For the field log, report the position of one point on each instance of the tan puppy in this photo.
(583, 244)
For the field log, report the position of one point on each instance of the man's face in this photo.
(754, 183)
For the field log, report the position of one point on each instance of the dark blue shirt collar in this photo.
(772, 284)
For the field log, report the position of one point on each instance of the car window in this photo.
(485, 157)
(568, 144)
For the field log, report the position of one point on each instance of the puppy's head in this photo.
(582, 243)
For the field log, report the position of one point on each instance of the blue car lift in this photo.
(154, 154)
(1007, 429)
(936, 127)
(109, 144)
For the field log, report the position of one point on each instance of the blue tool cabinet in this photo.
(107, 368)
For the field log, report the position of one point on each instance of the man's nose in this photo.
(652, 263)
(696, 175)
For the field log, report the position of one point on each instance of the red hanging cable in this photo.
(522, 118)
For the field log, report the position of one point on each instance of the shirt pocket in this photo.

====================

Exercise description
Could you copy all of the records above word for word, keeping every line unchanged?

Response to the exercise
For the field log, report the position of one point on each instance of the tan puppy in this photo.
(583, 244)
For the field log, report the position of one point on each instance of the man's face in this photo.
(754, 183)
For the field log, report the position of one point on each instance of the dark blue shirt collar in this photo.
(772, 284)
For the field log, report the position of one point on each instance of the car window in this photo.
(485, 157)
(568, 144)
For the field log, report the position of one point on each instance of the puppy's head in this photo.
(582, 243)
For the field log, report the position of one point on each instance of the blue car lift in this photo.
(154, 154)
(1007, 429)
(936, 127)
(109, 144)
For the field log, report the position of one point on each instance of the blue tool cabinet in this photo.
(107, 368)
For the field log, report the position of one point on each instance of the man's nose in this photo.
(652, 263)
(696, 175)
For the field log, report the position of one point on each instance of the red hanging cable in this photo.
(522, 118)
For the field log, report the position of one point on each instance of the shirt pocket in this photo.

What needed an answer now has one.